> QUOTED TEXT
- - - -

# My silkie rooster



## jessc0544 (Jun 22, 2013)

I have 6 chickens and we just discovered one to be a rooster for sure a few weeks ago. I am wanting to raise my babies for eggs and he may make it a little difficult, they are about 5 months old, would it be terribly mean of me to rehome him?


----------



## InThePoultryPen (Feb 10, 2013)

He won't realy affect the eggs as fertillised eggs taste the same I'm sure your girls would be very happy to have some little fella to protect them


----------



## Apyl (Jun 20, 2012)

Why would he affect your eggs ? And no, its not mean to re-home.


----------



## kjohnstone (Mar 30, 2013)

He will also attempt to protect the girls from predators, even at the cost of his own life. If no neighbor problems, keep him? Else, rehoming is good.


----------



## hennypenny68 (Apr 30, 2013)

I have to say no it wouldn't be terrible to rehome him it happens as for it making a diff in your eggs it will not make any diff. I have 40 hens and 4 roosters and sell my eggs and have never had a complaint from any of my customers and having roosters is great pertection for your girls especially if you free range. If you don't like the idea of having a roo though you can find a good home for him for sure don't let it bother you one bit.


----------



## InThePoultryPen (Feb 10, 2013)

I love my rooster it just adds an effect to the chicken run just seeing this big butch bird strutting around just keep him


----------

- - - -

> INSTRUCTION A
Repeat word for word the part of the records that opens with the line containing "Class, locate every instance of the jacket" and runs through the final line of the records, with both ends included.

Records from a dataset
- - - -

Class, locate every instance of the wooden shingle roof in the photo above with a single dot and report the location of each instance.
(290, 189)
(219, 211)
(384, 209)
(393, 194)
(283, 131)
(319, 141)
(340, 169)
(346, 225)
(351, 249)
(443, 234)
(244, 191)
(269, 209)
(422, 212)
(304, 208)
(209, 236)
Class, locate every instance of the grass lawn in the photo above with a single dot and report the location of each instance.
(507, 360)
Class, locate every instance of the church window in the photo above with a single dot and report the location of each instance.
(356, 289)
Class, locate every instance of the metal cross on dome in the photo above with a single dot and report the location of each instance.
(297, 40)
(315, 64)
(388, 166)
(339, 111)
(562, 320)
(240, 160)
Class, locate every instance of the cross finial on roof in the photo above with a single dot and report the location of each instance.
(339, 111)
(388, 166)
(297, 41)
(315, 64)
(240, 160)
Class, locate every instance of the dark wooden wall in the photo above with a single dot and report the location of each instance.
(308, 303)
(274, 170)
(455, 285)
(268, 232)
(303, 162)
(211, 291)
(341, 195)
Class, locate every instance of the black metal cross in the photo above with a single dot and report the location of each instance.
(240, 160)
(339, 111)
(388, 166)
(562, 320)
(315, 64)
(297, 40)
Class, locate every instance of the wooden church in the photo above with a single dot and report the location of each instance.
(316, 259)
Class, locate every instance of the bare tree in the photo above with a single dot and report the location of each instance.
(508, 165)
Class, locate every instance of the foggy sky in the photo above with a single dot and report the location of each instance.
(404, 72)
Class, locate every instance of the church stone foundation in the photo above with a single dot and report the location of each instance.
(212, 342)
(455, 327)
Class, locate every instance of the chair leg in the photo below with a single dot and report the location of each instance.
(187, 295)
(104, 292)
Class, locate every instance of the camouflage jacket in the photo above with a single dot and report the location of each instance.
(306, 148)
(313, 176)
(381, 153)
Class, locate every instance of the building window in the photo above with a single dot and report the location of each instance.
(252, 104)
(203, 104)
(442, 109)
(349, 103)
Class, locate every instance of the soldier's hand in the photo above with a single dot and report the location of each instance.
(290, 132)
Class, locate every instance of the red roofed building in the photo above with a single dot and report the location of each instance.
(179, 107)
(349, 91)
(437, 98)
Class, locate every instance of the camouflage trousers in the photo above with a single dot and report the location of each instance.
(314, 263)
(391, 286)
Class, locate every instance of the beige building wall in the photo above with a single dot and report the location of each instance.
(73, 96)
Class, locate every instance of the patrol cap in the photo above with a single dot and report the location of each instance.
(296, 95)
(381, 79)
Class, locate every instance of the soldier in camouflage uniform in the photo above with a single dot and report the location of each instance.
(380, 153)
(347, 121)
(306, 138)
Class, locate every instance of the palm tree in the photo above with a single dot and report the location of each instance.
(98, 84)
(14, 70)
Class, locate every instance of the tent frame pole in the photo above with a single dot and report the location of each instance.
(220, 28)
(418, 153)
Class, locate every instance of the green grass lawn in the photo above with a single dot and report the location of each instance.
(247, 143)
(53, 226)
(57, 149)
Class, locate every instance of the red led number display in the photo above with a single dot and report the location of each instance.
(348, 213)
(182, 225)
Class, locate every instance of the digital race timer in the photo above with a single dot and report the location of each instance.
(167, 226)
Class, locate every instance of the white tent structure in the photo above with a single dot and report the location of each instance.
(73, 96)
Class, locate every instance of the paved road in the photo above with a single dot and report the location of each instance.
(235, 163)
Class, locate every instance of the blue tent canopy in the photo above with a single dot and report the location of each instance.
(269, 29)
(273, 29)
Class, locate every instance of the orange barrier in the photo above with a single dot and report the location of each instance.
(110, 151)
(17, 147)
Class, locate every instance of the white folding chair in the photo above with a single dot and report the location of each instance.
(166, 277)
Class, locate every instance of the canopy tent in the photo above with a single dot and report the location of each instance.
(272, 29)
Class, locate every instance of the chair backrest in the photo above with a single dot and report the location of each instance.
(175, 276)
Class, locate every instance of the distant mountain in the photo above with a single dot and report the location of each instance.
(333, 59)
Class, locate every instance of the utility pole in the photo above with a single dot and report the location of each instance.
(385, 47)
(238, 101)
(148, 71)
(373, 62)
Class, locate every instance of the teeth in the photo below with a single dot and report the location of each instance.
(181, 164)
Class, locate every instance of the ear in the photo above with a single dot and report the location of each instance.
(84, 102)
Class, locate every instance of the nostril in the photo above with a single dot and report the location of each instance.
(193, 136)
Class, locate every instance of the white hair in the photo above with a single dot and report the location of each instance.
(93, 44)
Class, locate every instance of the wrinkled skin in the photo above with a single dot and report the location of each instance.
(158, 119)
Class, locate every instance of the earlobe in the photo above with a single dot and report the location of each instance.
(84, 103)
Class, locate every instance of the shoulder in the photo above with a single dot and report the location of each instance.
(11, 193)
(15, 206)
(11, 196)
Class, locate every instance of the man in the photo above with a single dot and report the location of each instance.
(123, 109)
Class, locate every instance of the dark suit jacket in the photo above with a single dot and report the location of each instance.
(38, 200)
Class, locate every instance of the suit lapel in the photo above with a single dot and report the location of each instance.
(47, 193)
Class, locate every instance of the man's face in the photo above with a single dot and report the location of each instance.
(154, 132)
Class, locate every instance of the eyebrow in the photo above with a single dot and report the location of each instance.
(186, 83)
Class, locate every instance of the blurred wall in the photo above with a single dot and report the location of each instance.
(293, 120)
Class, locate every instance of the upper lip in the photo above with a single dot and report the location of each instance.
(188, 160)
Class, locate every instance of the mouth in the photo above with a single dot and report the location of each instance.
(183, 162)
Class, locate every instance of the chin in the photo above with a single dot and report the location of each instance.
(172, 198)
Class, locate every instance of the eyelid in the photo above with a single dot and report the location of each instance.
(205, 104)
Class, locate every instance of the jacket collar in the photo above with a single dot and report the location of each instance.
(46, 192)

- - - -

> INSTRUCTION B
In the forum thread about the silkie rooster, how many hens and roosters does hennypenny68 say they have?

> FINISHED ANSWER A
Class, locate every instance of the jacket collar in the photo above with a single dot and report the location of each instance.
(46, 192)

> FINISHED ANSWER B
40 hens and 4 roosters.